* [YOUR INSTRUCTIONS]: Please update this listing by replacing "emits" with "outputs" wherever it occurs, leaving everything else unchanged.

Items from a dataset:

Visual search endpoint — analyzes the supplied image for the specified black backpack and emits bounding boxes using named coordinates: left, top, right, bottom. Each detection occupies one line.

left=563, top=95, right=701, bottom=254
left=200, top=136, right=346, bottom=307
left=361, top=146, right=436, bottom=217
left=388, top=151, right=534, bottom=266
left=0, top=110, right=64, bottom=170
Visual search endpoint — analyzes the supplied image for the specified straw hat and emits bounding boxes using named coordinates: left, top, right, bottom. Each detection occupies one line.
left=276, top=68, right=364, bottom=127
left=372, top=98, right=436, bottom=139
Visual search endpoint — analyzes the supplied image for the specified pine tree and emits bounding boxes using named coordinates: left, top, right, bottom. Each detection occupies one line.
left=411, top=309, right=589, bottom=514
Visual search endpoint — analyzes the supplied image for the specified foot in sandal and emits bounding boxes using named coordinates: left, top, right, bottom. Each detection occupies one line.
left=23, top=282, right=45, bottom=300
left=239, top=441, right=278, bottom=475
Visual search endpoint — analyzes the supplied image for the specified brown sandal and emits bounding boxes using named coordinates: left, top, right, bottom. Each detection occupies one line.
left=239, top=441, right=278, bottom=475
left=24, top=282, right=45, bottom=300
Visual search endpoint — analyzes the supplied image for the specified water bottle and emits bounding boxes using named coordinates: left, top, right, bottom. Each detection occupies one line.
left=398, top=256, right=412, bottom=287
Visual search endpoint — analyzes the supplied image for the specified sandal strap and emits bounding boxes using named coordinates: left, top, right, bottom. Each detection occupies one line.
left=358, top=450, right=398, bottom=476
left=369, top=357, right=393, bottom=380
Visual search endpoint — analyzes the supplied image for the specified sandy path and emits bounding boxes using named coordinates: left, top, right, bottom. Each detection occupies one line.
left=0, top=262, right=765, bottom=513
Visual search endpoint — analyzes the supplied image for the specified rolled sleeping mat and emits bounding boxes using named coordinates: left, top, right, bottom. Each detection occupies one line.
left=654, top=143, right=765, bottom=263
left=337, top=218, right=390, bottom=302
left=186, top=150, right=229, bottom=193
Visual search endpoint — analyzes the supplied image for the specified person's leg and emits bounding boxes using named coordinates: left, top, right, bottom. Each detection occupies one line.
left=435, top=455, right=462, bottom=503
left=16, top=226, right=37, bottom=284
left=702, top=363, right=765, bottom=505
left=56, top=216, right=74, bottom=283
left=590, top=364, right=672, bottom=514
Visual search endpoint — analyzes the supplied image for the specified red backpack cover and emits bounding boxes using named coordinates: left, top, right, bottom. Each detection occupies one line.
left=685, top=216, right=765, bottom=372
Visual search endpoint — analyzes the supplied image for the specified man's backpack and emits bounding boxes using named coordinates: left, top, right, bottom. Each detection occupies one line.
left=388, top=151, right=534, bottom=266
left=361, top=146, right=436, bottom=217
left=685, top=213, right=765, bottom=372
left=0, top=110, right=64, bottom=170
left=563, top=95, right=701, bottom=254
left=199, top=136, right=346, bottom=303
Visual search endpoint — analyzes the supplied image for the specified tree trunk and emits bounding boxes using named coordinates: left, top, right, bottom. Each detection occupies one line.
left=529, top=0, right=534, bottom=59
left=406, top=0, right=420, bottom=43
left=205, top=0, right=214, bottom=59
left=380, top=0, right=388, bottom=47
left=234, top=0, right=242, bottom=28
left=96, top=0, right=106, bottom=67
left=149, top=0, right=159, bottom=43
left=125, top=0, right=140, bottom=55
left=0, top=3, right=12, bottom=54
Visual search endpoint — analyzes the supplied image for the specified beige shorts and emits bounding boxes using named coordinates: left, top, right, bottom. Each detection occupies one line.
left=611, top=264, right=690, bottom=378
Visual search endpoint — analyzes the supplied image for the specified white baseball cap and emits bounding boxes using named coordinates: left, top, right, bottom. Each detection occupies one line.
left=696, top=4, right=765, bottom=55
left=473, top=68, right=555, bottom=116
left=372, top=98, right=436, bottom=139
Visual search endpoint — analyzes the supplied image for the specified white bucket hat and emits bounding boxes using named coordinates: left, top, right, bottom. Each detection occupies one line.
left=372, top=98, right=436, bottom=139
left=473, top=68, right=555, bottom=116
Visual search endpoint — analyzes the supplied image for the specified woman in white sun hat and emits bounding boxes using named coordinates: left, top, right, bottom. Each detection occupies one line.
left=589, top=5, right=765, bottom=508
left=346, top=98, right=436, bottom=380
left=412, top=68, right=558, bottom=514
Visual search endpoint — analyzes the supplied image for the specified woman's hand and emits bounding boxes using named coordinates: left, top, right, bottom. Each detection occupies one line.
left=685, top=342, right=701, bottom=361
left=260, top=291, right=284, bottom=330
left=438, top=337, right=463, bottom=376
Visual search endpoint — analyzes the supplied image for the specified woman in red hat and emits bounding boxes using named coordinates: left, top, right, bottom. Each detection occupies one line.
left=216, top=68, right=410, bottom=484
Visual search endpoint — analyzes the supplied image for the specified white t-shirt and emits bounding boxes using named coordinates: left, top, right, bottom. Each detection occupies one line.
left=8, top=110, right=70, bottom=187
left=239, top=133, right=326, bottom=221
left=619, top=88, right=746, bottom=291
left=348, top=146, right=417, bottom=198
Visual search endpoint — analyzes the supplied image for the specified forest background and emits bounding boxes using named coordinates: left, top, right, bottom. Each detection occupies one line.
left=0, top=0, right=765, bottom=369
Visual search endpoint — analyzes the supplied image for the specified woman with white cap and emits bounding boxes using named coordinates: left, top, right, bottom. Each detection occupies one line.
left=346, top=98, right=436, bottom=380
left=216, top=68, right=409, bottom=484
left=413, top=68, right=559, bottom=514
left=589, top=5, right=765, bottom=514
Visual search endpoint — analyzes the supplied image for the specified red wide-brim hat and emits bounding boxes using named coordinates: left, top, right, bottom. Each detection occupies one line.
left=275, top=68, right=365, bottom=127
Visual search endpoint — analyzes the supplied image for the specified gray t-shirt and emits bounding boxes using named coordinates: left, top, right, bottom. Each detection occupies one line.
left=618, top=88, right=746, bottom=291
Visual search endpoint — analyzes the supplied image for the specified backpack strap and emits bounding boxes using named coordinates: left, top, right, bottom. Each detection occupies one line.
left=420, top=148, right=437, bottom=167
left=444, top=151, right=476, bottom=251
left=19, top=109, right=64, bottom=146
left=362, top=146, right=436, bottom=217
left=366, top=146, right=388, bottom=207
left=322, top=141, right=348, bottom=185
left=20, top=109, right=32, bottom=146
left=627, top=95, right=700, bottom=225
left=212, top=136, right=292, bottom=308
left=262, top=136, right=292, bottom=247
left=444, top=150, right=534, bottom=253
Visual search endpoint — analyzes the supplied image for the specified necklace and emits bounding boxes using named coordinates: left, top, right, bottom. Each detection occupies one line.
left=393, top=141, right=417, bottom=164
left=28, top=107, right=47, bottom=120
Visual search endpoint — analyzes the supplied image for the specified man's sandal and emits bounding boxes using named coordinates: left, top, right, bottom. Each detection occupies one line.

* [THE SOLUTION]:
Visual search endpoint — analyzes the supplied image for the specified black backpack and outputs bounding boxes using named coordinates: left, top, right, bottom. Each detection occupies one line.

left=563, top=95, right=701, bottom=254
left=200, top=136, right=346, bottom=307
left=361, top=146, right=436, bottom=217
left=388, top=151, right=534, bottom=266
left=0, top=110, right=64, bottom=170
Visual search endpoint — analyzes the supplied image for the specified straw hat and outputs bounding boxes using named coordinates: left, top, right, bottom. Each detection occupies one line.
left=276, top=68, right=364, bottom=127
left=372, top=98, right=436, bottom=139
Visual search endpoint — analyzes the supplied image for the specified pine tree and outputs bounding boxes using named coordinates: left, top, right, bottom. Each detection occupies one line.
left=411, top=309, right=589, bottom=514
Visual search endpoint — analyzes the supplied image for the specified foot in sandal and outputs bounding boxes using named coordinates: left, top, right, bottom. Each detection occupies one line.
left=23, top=282, right=45, bottom=300
left=239, top=441, right=278, bottom=475
Visual search endpoint — analyzes the supplied image for the specified brown sandal and outputs bounding boxes using named coordinates: left, top, right, bottom. Each detection occupies one line.
left=239, top=441, right=278, bottom=475
left=24, top=282, right=45, bottom=300
Visual search endpoint — analyzes the supplied image for the specified water bottle and outputs bounding boxes using named coordinates: left, top, right, bottom. Each detection occupies one line.
left=398, top=256, right=412, bottom=287
Visual search endpoint — analyzes the supplied image for the specified sandal strap and outputs bounding boxes using named coordinates: left, top, right, bottom. Each detection occupies one line.
left=358, top=450, right=398, bottom=476
left=369, top=357, right=393, bottom=380
Visual search endpoint — analyzes the supplied image for the specified sandy path and outputs bounding boxes using named coordinates: left, top, right, bottom. Each detection occupies one line.
left=0, top=262, right=765, bottom=513
Visual search endpoint — analyzes the supplied image for the specified rolled sleeping mat and outputs bounding boxes using named coordinates: left, top, right, bottom. Each detection occupies one line.
left=654, top=143, right=765, bottom=263
left=337, top=218, right=390, bottom=302
left=186, top=150, right=229, bottom=193
Visual search endpoint — analyzes the supplied image for the specified person's leg and outputs bounding boxes using named coordinates: left, top, right, bottom. Each detection occupies one line.
left=435, top=455, right=462, bottom=503
left=16, top=226, right=37, bottom=284
left=702, top=363, right=765, bottom=505
left=56, top=216, right=74, bottom=283
left=590, top=364, right=672, bottom=514
Visual search endpoint — analyzes the supplied image for the specified red backpack cover and outputs bounding boxes using named coordinates: left, top, right, bottom. Each detection occupies one line.
left=685, top=216, right=765, bottom=372
Visual search endpoint — analyzes the supplied image for the specified man's backpack and outputs bounding boxes using named coordinates: left, top, right, bottom. Each detection occupies one line.
left=388, top=151, right=534, bottom=266
left=361, top=146, right=436, bottom=217
left=685, top=213, right=765, bottom=372
left=0, top=110, right=64, bottom=170
left=563, top=95, right=701, bottom=254
left=199, top=136, right=346, bottom=303
Visual search endpoint — analyzes the supplied image for the specified tree trunk and outputs bounding boxes using named coordinates: left, top, right, bottom. Each detection occupies one line.
left=529, top=0, right=534, bottom=59
left=406, top=0, right=420, bottom=43
left=205, top=0, right=214, bottom=59
left=380, top=0, right=388, bottom=47
left=234, top=0, right=242, bottom=28
left=96, top=0, right=106, bottom=67
left=149, top=0, right=159, bottom=43
left=125, top=0, right=140, bottom=55
left=0, top=3, right=12, bottom=54
Visual search endpoint — analyzes the supplied image for the specified beige shorts and outputs bounding boxes using named coordinates: left, top, right, bottom. Each detection occupies one line.
left=611, top=264, right=690, bottom=378
Visual search endpoint — analyzes the supplied image for the specified white baseball cap and outputs bounding boxes using named coordinates: left, top, right, bottom. Each detection occupies one line.
left=696, top=4, right=765, bottom=55
left=473, top=68, right=555, bottom=116
left=372, top=98, right=436, bottom=139
Visual search endpoint — analyzes the supplied image for the specified white bucket hat and outputs bounding boxes using named coordinates: left, top, right, bottom. Each detection occupies one line.
left=372, top=98, right=436, bottom=139
left=473, top=68, right=555, bottom=116
Visual search endpoint — analyzes the supplied image for the specified woman in white sun hat and outputs bounding boxes using named coordinates: left, top, right, bottom. Each detection occupies one line.
left=589, top=5, right=765, bottom=508
left=346, top=98, right=436, bottom=380
left=412, top=68, right=558, bottom=514
Visual search endpoint — analyzes the supplied image for the specified woman's hand and outputs bounding boxes using named coordinates: left, top, right, bottom. Each detection occupies one line.
left=685, top=342, right=701, bottom=361
left=260, top=291, right=284, bottom=330
left=438, top=337, right=463, bottom=376
Visual search endpoint — analyzes the supplied image for the specified woman in red hat and outputs bounding boxes using named coordinates: left, top, right, bottom. Each detection occupies one line.
left=216, top=68, right=410, bottom=484
Visual search endpoint — analyzes the supplied image for the specified white t-shirt and outputs bounding boxes using named coordinates: left, top, right, bottom. Each detection occupies one line.
left=8, top=110, right=70, bottom=187
left=239, top=133, right=326, bottom=221
left=619, top=88, right=746, bottom=291
left=348, top=146, right=417, bottom=198
Visual search endpoint — analyzes the supplied image for the specified forest background and outputs bounding boxes using named coordinates: left, top, right, bottom. Each detection occupies one line.
left=0, top=0, right=765, bottom=369
Visual search endpoint — analyzes the supplied image for the specified woman with white cap and outputs bounding boxes using named coordinates: left, top, right, bottom. Each detection occupies one line.
left=346, top=98, right=436, bottom=380
left=216, top=68, right=409, bottom=484
left=413, top=68, right=559, bottom=514
left=589, top=5, right=765, bottom=514
Visual search endpoint — analyzes the supplied image for the specified red wide-brim hat and outputs bounding boxes using named coordinates: left, top, right, bottom. Each detection occupies one line.
left=275, top=68, right=365, bottom=127
Visual search endpoint — analyzes the supplied image for the specified gray t-shirt and outputs bounding boxes using named coordinates: left, top, right, bottom. Each detection occupies one line.
left=618, top=88, right=746, bottom=291
Visual search endpoint — analyzes the supplied image for the specified backpack strap and outputs bounding boxes using named coordinates: left, top, right, bottom. Each detection occupies one line.
left=420, top=148, right=437, bottom=167
left=444, top=151, right=476, bottom=251
left=19, top=109, right=64, bottom=146
left=362, top=146, right=436, bottom=217
left=366, top=146, right=388, bottom=207
left=322, top=141, right=348, bottom=185
left=20, top=109, right=32, bottom=146
left=627, top=95, right=700, bottom=225
left=212, top=136, right=292, bottom=308
left=262, top=136, right=292, bottom=247
left=444, top=150, right=534, bottom=253
Visual search endpoint — analyzes the supplied image for the specified necklace and outputs bounding boxes using named coordinates: left, top, right, bottom. Each detection occupies one line.
left=393, top=141, right=417, bottom=164
left=28, top=107, right=47, bottom=120
Visual search endpoint — analyzes the supplied image for the specified man's sandal and outputs bounding boxes using named coordinates: left, top, right, bottom. Each detection occupies one line.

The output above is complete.